#### TASK TO COMPLETE:
Will you quote only the lines starting at the one that contains "Phrase: pink sandal" and ending with the last line of the listing below, inclusive?

#### RECORD EXCERPTS:

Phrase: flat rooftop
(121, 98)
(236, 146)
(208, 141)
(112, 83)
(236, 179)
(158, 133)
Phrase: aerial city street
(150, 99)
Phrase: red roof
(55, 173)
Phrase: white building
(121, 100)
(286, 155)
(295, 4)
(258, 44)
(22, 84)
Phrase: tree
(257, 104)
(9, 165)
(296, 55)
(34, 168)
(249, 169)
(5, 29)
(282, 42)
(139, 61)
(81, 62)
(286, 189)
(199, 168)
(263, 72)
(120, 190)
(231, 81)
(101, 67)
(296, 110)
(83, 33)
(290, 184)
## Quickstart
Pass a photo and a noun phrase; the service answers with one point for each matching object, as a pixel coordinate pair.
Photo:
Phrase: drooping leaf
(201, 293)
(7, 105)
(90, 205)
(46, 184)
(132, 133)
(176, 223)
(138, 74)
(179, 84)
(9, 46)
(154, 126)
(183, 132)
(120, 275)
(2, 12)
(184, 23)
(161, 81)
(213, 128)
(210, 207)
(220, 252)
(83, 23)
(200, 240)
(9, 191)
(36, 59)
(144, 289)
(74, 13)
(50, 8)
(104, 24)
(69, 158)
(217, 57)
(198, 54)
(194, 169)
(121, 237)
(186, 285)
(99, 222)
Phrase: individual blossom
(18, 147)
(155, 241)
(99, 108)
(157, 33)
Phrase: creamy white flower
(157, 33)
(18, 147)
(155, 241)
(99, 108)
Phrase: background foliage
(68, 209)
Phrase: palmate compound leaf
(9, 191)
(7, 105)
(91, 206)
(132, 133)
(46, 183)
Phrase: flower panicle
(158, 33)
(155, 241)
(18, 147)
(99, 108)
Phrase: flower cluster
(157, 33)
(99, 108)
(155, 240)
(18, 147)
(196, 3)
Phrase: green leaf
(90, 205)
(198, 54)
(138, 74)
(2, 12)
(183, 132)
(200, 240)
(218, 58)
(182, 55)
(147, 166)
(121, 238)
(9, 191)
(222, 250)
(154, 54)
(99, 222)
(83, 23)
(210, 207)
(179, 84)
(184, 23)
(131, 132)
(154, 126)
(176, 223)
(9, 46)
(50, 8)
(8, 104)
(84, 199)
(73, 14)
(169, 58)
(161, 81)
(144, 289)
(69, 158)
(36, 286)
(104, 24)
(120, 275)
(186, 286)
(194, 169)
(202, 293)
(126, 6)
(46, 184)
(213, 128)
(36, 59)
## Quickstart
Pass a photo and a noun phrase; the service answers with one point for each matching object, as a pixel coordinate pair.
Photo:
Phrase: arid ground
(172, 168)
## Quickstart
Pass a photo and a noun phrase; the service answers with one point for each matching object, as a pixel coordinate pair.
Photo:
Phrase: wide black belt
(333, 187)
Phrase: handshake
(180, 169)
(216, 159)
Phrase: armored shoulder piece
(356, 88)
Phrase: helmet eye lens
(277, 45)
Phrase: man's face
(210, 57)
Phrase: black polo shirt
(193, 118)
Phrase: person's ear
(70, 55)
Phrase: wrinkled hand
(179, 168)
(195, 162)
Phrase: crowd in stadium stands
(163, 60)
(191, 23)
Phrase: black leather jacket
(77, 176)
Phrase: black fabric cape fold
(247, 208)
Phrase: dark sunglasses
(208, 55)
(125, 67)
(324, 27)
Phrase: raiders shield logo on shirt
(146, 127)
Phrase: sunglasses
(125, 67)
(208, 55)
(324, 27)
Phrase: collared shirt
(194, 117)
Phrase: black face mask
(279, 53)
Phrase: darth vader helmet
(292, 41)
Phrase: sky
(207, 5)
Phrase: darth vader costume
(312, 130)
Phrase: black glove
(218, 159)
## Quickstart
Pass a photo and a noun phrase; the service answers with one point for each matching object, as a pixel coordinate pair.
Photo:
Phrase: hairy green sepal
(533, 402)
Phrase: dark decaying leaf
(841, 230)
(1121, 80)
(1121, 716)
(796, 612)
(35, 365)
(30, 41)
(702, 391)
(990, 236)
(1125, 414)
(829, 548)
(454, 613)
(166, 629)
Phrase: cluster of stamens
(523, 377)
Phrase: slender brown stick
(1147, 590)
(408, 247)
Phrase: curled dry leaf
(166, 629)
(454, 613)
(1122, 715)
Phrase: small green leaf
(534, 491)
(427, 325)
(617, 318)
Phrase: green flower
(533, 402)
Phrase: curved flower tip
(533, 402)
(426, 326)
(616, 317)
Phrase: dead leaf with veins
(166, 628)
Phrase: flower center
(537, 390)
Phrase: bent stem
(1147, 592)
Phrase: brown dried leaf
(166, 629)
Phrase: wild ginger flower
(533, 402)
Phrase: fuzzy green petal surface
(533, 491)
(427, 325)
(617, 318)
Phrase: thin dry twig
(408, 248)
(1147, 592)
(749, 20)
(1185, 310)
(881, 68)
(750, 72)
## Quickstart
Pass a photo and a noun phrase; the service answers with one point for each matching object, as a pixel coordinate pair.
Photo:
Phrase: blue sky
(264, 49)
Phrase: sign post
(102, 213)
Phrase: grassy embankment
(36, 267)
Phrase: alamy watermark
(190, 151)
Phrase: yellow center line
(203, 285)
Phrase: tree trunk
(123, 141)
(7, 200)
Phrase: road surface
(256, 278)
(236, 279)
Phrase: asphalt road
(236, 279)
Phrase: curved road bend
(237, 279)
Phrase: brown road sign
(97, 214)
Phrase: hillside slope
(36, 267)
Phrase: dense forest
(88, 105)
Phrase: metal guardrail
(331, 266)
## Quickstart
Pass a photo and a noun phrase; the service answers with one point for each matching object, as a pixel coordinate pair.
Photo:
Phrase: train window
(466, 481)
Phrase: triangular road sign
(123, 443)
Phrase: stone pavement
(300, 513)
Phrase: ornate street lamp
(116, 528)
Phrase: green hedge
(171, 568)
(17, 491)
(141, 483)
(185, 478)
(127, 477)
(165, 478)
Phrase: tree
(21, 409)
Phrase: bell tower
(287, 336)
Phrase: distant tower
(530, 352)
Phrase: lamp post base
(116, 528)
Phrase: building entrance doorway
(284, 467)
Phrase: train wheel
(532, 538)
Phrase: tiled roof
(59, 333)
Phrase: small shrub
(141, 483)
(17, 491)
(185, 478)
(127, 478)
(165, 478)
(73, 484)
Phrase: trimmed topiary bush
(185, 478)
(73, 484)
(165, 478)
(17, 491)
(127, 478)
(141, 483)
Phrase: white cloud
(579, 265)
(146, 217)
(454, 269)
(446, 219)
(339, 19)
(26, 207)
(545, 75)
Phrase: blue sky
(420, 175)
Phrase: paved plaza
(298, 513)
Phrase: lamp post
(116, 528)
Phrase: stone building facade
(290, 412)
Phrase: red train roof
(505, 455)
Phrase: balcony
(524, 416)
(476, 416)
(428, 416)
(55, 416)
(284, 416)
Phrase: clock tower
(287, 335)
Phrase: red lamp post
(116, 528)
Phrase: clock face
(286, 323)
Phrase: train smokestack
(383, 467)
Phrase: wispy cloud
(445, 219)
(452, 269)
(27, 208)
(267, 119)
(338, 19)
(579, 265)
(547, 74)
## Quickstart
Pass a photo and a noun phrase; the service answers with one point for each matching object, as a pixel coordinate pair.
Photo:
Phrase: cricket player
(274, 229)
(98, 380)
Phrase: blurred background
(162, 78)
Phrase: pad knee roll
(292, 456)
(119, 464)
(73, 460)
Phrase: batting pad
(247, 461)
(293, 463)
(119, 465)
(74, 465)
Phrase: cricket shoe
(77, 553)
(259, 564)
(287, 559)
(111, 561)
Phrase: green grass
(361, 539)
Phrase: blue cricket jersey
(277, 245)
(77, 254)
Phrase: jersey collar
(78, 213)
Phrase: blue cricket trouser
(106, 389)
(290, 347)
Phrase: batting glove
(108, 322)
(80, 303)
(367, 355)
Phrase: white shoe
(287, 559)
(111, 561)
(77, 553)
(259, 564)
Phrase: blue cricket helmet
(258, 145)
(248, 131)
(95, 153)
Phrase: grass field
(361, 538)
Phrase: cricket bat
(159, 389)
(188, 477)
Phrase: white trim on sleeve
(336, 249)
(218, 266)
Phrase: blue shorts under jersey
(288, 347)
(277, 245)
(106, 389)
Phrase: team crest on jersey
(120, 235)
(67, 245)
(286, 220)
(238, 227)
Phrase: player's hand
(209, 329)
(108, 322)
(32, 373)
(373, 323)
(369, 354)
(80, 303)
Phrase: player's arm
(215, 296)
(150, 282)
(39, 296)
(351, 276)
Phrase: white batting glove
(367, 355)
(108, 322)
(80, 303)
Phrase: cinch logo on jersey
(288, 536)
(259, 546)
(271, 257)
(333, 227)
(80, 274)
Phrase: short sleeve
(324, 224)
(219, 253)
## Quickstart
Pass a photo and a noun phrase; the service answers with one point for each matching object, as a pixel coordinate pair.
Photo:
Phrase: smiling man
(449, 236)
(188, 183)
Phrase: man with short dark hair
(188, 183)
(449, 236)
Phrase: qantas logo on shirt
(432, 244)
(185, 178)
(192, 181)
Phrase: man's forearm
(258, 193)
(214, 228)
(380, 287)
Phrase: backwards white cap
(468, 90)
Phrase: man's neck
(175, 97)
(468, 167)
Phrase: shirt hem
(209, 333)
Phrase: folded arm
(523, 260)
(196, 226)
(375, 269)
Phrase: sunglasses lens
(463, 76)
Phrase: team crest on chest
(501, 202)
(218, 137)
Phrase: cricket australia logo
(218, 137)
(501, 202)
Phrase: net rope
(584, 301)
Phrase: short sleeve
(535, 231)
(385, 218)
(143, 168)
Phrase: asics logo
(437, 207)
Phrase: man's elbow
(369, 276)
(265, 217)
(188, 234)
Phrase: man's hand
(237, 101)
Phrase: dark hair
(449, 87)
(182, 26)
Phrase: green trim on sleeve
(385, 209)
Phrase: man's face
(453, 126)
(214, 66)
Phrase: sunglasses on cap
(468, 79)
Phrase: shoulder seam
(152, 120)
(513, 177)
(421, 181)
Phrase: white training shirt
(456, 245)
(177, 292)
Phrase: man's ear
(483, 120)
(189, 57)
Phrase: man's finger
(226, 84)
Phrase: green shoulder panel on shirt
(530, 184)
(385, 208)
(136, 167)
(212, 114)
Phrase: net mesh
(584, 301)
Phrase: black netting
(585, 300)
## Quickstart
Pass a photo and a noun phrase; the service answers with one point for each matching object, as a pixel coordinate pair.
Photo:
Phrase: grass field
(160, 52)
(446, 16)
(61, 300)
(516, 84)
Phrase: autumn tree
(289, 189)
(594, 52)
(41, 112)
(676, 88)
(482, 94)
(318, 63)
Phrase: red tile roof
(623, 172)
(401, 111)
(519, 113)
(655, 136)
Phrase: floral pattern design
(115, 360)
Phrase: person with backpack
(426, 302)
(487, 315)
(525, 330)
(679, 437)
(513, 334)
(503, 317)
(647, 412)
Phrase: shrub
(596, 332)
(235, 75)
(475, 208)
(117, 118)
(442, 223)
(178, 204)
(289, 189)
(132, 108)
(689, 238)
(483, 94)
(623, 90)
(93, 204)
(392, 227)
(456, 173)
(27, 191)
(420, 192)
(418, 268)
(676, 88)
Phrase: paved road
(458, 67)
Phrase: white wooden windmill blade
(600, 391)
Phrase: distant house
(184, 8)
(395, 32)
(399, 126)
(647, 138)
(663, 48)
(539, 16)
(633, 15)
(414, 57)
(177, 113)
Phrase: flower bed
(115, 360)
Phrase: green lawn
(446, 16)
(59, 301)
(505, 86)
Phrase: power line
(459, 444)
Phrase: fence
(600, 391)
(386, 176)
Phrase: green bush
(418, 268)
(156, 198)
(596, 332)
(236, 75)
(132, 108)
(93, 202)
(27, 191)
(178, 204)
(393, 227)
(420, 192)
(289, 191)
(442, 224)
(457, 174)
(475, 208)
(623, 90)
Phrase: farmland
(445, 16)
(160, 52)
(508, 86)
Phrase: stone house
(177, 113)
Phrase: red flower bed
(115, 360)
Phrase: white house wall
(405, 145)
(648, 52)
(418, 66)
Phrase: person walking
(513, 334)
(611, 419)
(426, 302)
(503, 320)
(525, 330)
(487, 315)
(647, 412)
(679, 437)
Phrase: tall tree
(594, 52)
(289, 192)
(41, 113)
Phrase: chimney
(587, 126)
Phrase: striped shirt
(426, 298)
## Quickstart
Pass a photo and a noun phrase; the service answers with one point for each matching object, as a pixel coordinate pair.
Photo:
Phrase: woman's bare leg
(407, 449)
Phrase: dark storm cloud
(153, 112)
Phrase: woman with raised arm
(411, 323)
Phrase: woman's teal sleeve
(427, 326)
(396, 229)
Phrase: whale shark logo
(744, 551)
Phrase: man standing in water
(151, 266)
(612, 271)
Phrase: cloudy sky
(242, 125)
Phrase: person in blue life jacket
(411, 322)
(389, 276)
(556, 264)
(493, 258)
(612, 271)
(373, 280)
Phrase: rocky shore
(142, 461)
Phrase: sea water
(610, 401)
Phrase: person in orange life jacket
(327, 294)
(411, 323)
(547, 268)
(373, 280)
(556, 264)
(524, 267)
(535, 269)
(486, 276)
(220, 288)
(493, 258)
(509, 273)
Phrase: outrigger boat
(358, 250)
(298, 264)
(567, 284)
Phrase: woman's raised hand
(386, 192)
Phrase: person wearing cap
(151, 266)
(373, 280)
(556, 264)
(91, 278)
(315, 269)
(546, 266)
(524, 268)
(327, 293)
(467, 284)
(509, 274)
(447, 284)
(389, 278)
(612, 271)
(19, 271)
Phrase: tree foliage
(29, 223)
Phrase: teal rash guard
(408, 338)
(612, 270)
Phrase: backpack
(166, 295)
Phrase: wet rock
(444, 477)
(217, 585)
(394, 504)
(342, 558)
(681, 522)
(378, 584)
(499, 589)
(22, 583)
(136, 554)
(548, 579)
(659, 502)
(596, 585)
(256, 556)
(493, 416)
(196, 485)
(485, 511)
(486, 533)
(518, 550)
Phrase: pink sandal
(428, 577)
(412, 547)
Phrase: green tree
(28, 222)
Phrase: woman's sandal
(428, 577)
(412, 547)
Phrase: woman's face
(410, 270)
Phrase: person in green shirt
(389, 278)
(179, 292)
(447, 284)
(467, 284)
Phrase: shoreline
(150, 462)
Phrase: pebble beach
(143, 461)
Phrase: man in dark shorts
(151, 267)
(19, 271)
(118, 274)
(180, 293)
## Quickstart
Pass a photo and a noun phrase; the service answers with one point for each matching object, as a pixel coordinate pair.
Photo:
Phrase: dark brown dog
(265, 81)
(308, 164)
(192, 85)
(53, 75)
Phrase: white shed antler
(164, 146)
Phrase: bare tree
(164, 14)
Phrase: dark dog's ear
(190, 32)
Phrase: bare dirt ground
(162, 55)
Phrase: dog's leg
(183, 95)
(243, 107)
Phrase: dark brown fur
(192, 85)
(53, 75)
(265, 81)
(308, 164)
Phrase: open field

#### OUTPUT BELOW:
Phrase: pink sandal
(428, 577)
(412, 547)
Phrase: green tree
(28, 222)
Phrase: woman's sandal
(428, 577)
(412, 547)
Phrase: woman's face
(410, 270)
Phrase: person in green shirt
(389, 278)
(179, 292)
(447, 284)
(467, 284)
Phrase: shoreline
(150, 462)
Phrase: pebble beach
(143, 461)
Phrase: man in dark shorts
(151, 267)
(19, 271)
(118, 274)
(180, 293)
## Quickstart
Pass a photo and a noun phrase; the service answers with one point for each matching object, as a pixel coordinate pair.
Photo:
Phrase: dark brown dog
(265, 81)
(308, 164)
(192, 85)
(53, 75)
Phrase: white shed antler
(164, 146)
Phrase: bare tree
(164, 14)
Phrase: dark dog's ear
(190, 32)
Phrase: bare dirt ground
(162, 55)
Phrase: dog's leg
(183, 95)
(243, 107)
Phrase: dark brown fur
(192, 85)
(53, 75)
(265, 81)
(308, 164)
Phrase: open field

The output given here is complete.